# [What to work on]
Your task is to write out the entire listing exactly, omitting its pictures.

# [Supplied material]

━━━━━━━━

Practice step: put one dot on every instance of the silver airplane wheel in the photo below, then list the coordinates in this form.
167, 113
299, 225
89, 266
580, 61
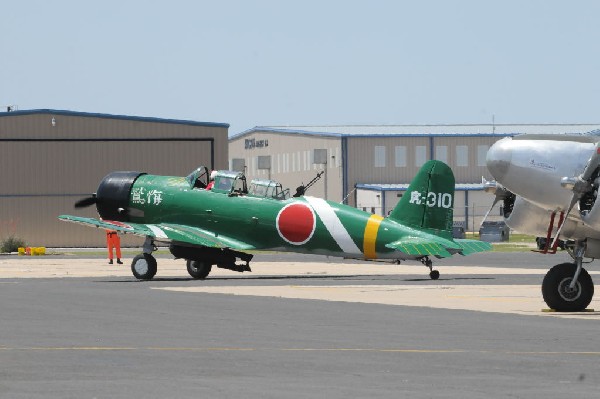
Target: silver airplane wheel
198, 269
144, 267
557, 292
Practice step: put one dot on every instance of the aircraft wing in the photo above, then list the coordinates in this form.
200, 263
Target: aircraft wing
165, 232
436, 246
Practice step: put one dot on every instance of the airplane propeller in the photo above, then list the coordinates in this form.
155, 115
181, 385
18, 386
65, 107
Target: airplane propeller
580, 185
85, 202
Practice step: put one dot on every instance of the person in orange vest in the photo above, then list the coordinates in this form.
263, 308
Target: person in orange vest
113, 241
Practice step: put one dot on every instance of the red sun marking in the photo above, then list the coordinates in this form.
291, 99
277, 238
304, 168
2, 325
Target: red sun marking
296, 223
119, 224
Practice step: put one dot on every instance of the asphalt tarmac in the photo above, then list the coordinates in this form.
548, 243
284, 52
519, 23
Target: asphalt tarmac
298, 326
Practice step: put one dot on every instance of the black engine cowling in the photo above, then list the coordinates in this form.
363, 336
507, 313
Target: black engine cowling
112, 196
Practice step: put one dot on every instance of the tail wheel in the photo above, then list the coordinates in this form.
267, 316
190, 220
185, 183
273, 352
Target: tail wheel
143, 266
198, 269
557, 292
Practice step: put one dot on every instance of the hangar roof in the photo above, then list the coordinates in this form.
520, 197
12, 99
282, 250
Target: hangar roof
110, 116
427, 130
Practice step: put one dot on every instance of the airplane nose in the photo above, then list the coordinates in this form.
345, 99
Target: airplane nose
499, 157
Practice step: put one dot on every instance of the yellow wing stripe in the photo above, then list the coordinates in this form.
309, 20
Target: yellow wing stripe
370, 237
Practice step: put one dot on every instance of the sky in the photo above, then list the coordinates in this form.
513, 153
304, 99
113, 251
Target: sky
289, 63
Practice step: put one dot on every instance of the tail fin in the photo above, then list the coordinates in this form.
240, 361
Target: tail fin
429, 201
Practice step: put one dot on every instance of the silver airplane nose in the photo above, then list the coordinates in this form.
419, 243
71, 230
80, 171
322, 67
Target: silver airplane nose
499, 157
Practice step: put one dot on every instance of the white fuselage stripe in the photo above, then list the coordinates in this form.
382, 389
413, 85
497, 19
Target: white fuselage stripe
334, 225
157, 231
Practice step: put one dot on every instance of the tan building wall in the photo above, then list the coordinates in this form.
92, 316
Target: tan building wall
50, 159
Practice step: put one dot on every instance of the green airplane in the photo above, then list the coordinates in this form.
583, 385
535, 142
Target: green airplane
220, 225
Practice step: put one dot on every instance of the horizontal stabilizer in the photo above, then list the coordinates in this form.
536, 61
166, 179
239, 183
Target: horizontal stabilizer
165, 232
417, 246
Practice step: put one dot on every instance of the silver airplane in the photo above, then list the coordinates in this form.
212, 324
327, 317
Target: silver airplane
549, 187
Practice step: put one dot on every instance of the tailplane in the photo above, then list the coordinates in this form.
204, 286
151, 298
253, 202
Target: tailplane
429, 201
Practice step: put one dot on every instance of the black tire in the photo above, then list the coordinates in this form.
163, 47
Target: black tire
143, 266
556, 293
541, 242
198, 269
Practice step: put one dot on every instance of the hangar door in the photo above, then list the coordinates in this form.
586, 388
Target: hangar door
43, 178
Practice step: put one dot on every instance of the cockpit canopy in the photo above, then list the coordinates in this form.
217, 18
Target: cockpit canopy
234, 183
230, 182
268, 189
198, 178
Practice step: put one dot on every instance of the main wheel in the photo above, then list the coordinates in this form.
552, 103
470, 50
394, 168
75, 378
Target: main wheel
198, 269
143, 266
558, 295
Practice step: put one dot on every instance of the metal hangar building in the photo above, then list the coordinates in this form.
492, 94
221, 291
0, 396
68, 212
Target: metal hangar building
50, 158
369, 167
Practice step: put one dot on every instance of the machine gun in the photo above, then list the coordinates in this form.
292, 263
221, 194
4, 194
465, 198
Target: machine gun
300, 190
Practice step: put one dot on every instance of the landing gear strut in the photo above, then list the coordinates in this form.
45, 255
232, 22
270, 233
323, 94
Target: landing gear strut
143, 265
568, 287
433, 274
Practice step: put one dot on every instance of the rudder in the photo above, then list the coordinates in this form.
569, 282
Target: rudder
429, 200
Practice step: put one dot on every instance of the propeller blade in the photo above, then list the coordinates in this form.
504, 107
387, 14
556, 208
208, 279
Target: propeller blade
496, 200
85, 202
592, 165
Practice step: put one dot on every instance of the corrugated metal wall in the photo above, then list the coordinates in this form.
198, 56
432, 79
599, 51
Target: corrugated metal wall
46, 168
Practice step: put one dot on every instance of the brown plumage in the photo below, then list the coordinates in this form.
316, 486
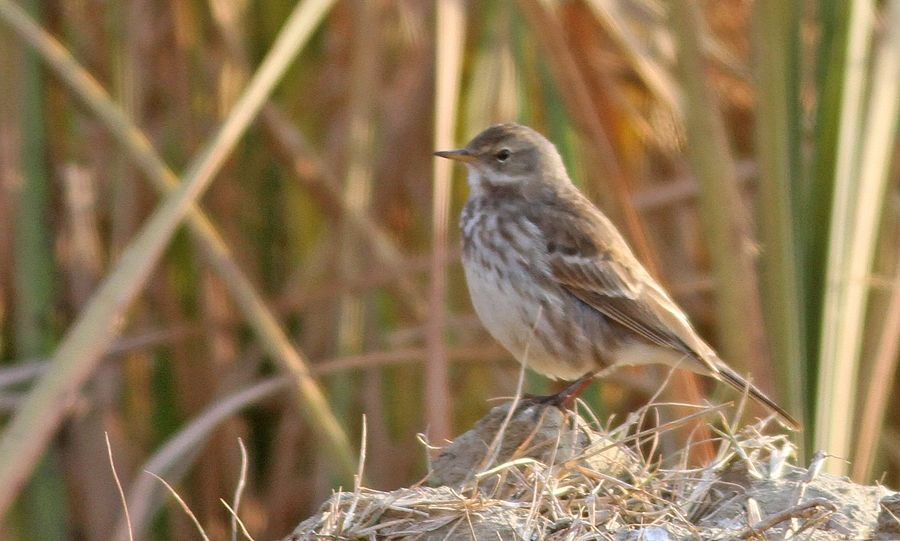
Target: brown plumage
553, 280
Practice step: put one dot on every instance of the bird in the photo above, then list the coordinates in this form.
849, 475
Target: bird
553, 280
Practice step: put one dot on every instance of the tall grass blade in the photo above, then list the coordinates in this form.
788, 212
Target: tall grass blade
776, 27
450, 39
27, 435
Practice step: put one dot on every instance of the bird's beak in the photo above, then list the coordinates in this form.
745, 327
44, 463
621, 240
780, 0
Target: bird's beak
460, 155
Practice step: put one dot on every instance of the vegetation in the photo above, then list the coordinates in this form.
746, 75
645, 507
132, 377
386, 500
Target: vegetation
747, 150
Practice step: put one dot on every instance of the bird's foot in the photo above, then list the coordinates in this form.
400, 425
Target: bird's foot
565, 399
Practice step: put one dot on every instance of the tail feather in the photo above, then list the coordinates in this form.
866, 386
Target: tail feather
732, 378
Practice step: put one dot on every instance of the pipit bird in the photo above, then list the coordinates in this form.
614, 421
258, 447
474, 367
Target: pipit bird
554, 281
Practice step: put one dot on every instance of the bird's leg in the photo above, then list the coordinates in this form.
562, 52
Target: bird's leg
565, 399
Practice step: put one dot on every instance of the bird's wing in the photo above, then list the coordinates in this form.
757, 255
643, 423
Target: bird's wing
588, 257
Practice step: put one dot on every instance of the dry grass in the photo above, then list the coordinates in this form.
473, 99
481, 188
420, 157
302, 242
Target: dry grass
564, 477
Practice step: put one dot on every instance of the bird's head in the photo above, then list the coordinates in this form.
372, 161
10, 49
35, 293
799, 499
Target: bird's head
509, 155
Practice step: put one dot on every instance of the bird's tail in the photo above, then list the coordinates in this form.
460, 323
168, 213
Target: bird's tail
729, 376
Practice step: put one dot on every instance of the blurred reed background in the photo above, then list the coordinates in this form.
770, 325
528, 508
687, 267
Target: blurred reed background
747, 149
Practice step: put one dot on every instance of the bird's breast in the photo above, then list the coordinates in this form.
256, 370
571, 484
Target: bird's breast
514, 295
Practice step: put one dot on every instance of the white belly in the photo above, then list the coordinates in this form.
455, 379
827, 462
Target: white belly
515, 316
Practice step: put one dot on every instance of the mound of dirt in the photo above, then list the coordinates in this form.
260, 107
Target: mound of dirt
536, 473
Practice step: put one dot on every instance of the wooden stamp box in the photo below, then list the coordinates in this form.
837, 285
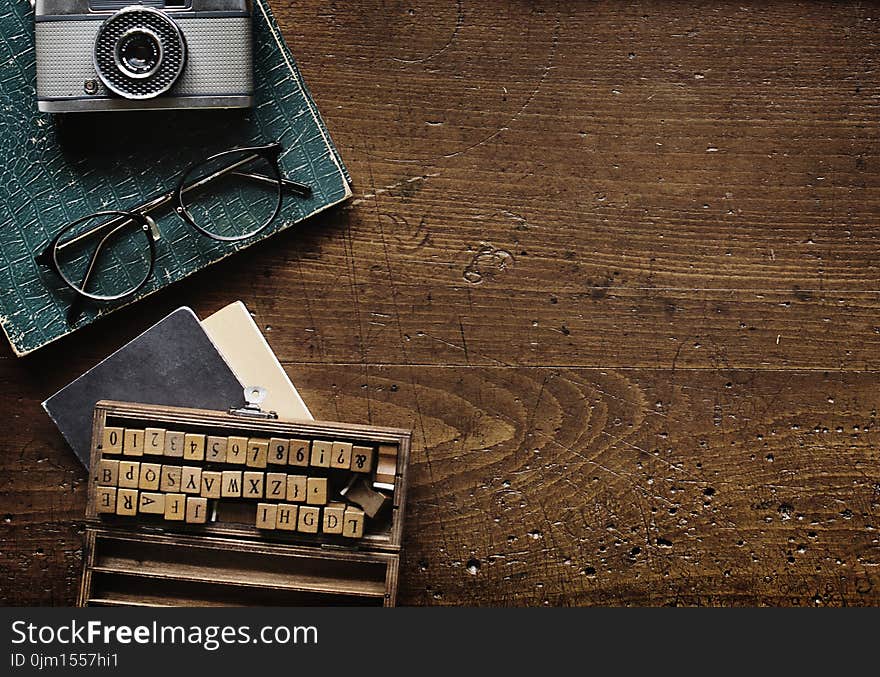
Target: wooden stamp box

━━━━━━━━

# [Solution]
Practice step: put one dot on every instance of the silver airplane wheel in the photo below, then list the coordinates in this form.
167, 113
299, 225
89, 266
580, 61
Target: silver airplane wheel
198, 269
144, 267
557, 292
Practice step: put one dot on every instance of the aircraft wing in the photo above, then list the coordinates in this form.
200, 263
Target: aircraft wing
165, 232
436, 246
Practice step: put one dot on every instance of the airplane propeller in the photo above, then list the coordinates in this form.
155, 115
181, 385
18, 386
65, 107
Target: airplane propeller
580, 185
85, 202
Practice step: put one dot on every instance of the person in orange vest in the photo above, then list the coordinates in this form.
263, 308
Target: person in orange vest
113, 241
Practice step: put one dot on every instance of the red sun marking in the photo above, then list the coordinates in this form.
291, 99
277, 238
304, 168
2, 325
Target: red sun marking
296, 223
119, 224
Practice step: put one dot on every instance of the asphalt tarmac in the photo above, then list the coordinates in this form.
548, 243
284, 52
519, 23
Target: asphalt tarmac
298, 326
Practice step: put one dot on every instance of the black engine cowling in the photo above, then list the coordinates in this form.
363, 336
507, 313
Target: black engine cowling
112, 196
Practice step: put one dot on every instance of the tail wheel in the photo above, then list the coordinates in this form.
267, 316
190, 220
185, 183
273, 352
Target: tail wheel
143, 266
198, 269
557, 292
Practice step: put one dot on every instance of the hangar roof in the photo above, then list the coordinates in this form.
520, 197
12, 99
282, 250
Target: hangar roof
110, 116
427, 130
Practice step: put one dot on every instance of the airplane nose in the photo above, then list the coordinates in this form.
345, 99
Target: airplane nose
499, 157
Practice step: put one dot on every instance of the yellow wing stripe in the photo above, then list the coordinates in this form.
309, 20
Target: yellow wing stripe
370, 237
Practice step: put one dot on every instance of the sky in the photo above, then list the coordinates in this form.
513, 153
304, 99
113, 251
Target: sky
289, 63
Practice step: put one dot on every instance of the tail fin in the photo above, then list the coordinates in this form.
240, 361
Target: tail fin
429, 201
Practice step: put one dot on every instance of the silver airplane nose in the photo above, then list the coordinates in this form.
419, 243
71, 230
80, 171
322, 67
Target: silver airplane nose
499, 157
Practice step: put one dot on every instance of the white fuselage stripe in the photo above, then list the coordinates in this form.
382, 389
413, 85
497, 19
Target: white fuselage stripe
334, 225
157, 231
Practice step: put one dot on every instance of the tan building wall in the photo above, then list the coordinates in this form.
92, 316
Target: tan building wall
50, 159
Practice step: put one dot on every instance of the green airplane in the photo above, then list the coordinates in this form.
583, 385
535, 142
Target: green airplane
220, 225
Practice step: put one dot on every instance of the horizontal stabilizer in the photo above, then list the coordinates in this form.
536, 61
166, 179
239, 183
Target: horizontal stabilizer
165, 232
417, 246
Practice step: put one dot on every instance of the silver airplane in the photo above, then list the coordinates in this form.
212, 324
327, 317
Target: silver airplane
549, 187
Practice step: put one dot on every instance of the tailplane in the photo above, then list the coordinates in this form.
204, 286
151, 298
253, 202
Target: tailplane
429, 201
Practice step: put one dot on every instance of the black tire in the photo above, then list the coordinates in this form.
163, 47
Target: black tire
143, 266
556, 293
541, 242
198, 269
Practice step: put one dot on every instance of the hangar door in the photo above, then list the coordinates in this form.
586, 388
Target: hangar door
43, 178
Practice step: put one dot on every instance of the cockpit canopy in the photo above, then list the coordinates in this form.
217, 18
Target: cockpit canopy
234, 183
230, 182
268, 189
198, 178
Practice step: put one dot on every instance of the main wheel in the photo above, then list the coordinates in this form.
552, 103
470, 50
394, 168
75, 378
Target: main wheel
198, 269
143, 266
558, 295
Practice step: put one dot on every instance of the metal hangar building in the photo above, then list the coordinates in this form.
492, 94
221, 291
0, 396
68, 212
Target: metal hangar building
50, 158
369, 167
Practice step: put one dot on every instance of the machine gun in the photo above, then list the coordinates in this form.
292, 263
221, 194
4, 194
465, 198
Target: machine gun
300, 190
Practice step: put one dot on every instance of the landing gear strut in the photo above, then list the coordinates in this form.
45, 255
232, 22
270, 233
323, 94
Target: landing gear strut
143, 265
568, 287
433, 274
Practice step: put one dot on every instance of the rudder in the photo above, then list the coordinates in this form.
569, 282
Target: rudder
429, 200
Practice step: put one dot on every instance of the propeller blade in the photo above, then list the coordinates in this form.
504, 107
387, 14
556, 208
208, 279
Target: propeller blade
496, 200
85, 202
592, 165
Practice step: put one dot on every instance of the corrugated metal wall in the photo above, then list the coordinates in this form.
198, 56
432, 79
599, 51
Target: corrugated metal wall
46, 168
Practice step: put one dot on every instance of the brown plumage in the photo below, then list the coordinates in this form.
316, 486
Target: brown plumage
553, 280
Practice step: put one dot on every instance of the bird in the photo above, then list the coordinates in this form.
849, 475
Target: bird
553, 280
Practice step: put one dot on every instance of the tall grass blade in the photo above, then list the coordinates in this form.
788, 212
Target: tall grass blade
776, 27
450, 39
27, 435
Practice step: put one dot on every instance of the bird's beak in the photo above, then list the coordinates in this form.
745, 327
44, 463
621, 240
780, 0
Target: bird's beak
460, 155
Practice step: put one dot on every instance of the vegetation in the photo above, then list the coordinates in this form.
746, 75
645, 507
132, 377
386, 500
Target: vegetation
747, 150
Practice step: put one dot on every instance of the bird's foot in the photo above, then list the coordinates in this form.
400, 425
Target: bird's foot
565, 399
Practice step: put one dot on every instance of the tail feather in the photo above, then list the coordinates in this form.
866, 386
Target: tail feather
732, 378
Practice step: put one dot on every instance of the pipit bird in the photo above, then list the coordinates in this form.
614, 421
258, 447
474, 367
Target: pipit bird
554, 281
Practice step: put one dot on every instance of the bird's leg in the photo above, then list the coordinates in this form.
562, 52
Target: bird's leg
565, 399
Practice step: put one dot on every instance of the bird's wing in the photo above, then list the coordinates in this form.
757, 255
643, 423
Target: bird's wing
588, 257
Practice step: put one dot on every instance of the dry grass in the photo above, then list the coordinates in this form.
473, 99
481, 188
420, 157
302, 242
Target: dry grass
564, 477
Practice step: put one dot on every instance of the bird's head in the photo above, then list the coordinates in this form.
372, 161
10, 49
35, 293
799, 499
Target: bird's head
509, 155
Practice step: put one dot on every instance of the bird's tail in the photo above, then list the coordinates in this form.
460, 323
168, 213
Target: bird's tail
729, 376
Practice step: put one dot on every instance of the blurred reed background in the photo above, then list the coordinates in this form.
770, 325
528, 508
687, 267
Target: blurred reed background
747, 149
Practice step: put one dot on every instance of the bird's breast in the photo above, then list the coordinates in this form.
256, 370
571, 484
Target: bird's breast
514, 295
Practice step: put one dot on every instance of the white belly in the photo above, then list the coordinates in this form.
455, 379
827, 462
Target: white belly
515, 316
Practice step: put one dot on every instance of the mound of dirt in the photo above, then list the coordinates in this form.
260, 107
Target: mound of dirt
536, 473
Practice step: put one dot on every instance of the wooden stamp box in the photo below, then list the coordinates in this form.
837, 285
Target: wooden stamp box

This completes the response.